:: Records ::

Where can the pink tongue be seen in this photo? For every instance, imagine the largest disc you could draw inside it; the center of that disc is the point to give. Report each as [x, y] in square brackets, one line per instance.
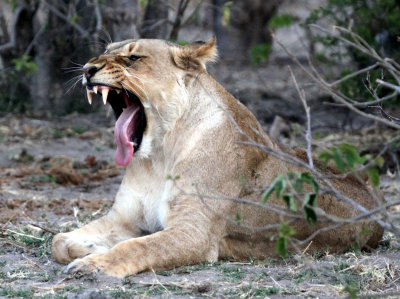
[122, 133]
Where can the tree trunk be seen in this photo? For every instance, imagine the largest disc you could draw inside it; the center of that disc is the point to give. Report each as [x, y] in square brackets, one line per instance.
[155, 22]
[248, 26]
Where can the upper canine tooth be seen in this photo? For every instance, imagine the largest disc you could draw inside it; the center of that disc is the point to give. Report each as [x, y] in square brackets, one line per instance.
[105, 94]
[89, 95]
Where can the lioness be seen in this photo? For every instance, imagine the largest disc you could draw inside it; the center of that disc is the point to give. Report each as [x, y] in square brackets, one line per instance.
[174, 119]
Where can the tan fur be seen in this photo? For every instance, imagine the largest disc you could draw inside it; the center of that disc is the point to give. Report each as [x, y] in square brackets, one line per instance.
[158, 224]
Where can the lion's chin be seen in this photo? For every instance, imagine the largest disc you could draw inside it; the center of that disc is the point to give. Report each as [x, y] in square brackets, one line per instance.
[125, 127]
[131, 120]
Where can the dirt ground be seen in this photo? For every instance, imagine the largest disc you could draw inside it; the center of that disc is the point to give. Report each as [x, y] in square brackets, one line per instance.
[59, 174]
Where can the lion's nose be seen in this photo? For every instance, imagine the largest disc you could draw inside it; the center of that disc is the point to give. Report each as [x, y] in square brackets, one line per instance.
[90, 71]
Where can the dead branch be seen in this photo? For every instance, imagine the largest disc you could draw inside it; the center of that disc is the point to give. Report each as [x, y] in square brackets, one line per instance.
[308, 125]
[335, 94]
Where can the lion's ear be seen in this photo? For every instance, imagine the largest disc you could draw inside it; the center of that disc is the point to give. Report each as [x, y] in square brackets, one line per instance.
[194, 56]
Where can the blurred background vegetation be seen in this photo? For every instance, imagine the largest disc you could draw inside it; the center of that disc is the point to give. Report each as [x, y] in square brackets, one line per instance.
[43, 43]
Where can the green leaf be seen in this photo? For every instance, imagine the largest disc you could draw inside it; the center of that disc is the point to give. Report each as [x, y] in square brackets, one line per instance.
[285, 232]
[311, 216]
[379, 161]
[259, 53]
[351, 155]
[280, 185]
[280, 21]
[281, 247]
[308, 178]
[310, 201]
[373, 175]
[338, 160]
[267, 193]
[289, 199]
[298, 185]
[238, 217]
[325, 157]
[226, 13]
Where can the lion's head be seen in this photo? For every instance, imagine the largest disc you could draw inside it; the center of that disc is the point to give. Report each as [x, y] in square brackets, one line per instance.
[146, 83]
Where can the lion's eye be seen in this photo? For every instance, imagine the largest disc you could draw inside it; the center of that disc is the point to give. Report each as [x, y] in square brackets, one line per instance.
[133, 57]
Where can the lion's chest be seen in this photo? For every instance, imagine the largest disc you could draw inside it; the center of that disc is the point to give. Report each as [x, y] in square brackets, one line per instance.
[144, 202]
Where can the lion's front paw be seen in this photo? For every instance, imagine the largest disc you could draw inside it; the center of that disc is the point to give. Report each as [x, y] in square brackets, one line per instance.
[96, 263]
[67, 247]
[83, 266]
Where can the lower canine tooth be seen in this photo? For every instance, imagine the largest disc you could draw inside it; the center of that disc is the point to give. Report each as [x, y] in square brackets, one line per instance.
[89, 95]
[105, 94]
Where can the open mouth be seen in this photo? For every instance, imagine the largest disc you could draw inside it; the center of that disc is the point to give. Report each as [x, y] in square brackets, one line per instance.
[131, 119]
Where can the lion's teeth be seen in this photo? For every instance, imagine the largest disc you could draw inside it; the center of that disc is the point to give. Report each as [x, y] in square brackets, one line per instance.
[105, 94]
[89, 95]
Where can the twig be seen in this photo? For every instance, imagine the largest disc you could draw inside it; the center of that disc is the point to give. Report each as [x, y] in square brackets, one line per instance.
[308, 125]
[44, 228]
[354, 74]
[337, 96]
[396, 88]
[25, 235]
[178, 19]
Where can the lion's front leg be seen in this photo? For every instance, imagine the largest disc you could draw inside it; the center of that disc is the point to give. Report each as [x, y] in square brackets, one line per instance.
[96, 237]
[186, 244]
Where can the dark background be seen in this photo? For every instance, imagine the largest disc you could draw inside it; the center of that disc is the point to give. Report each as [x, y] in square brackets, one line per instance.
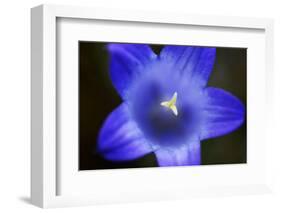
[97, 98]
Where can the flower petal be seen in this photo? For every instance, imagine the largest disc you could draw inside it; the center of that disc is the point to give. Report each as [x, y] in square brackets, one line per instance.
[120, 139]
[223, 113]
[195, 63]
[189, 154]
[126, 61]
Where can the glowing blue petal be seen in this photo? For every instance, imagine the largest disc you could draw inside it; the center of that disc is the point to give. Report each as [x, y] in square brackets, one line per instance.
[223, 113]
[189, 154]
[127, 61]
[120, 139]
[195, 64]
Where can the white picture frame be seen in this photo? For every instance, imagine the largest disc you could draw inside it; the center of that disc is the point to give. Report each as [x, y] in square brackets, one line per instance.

:::

◆ Task objective ◆
A word-for-word repeat is expected of the lines from the one with "Where can the dark" to the end of the data, both included; pictures are not part of it.

◆ Task output ◆
Where can the dark background be seen in this photo? For every instance, imagine the largest disc you could draw inside it; the center of that disc is the point to give. Report each as [x, y] in square brackets, one line per instance.
[97, 98]
Where can the flower petal be seen in this photo? For every instance, imagine the largest disc you could draw inside it; the center of that disc is the point to give. Report each as [x, y] in square brackets, one line per instance.
[120, 139]
[223, 113]
[195, 63]
[189, 154]
[126, 61]
Where can the glowing blue petal be seen in this photo? For every instance, imagine the largest disc you could draw inside it; the center of that disc is the point to give. Report each as [x, y] in square brackets, one line per instance.
[223, 113]
[189, 154]
[127, 61]
[120, 139]
[195, 64]
Where can the white picture frame be seen in this photo? For every instance, imagine the largest disc you could draw inside it; the center of that disc is the point to give. Report each as [x, y] in square brackets, one line per instance.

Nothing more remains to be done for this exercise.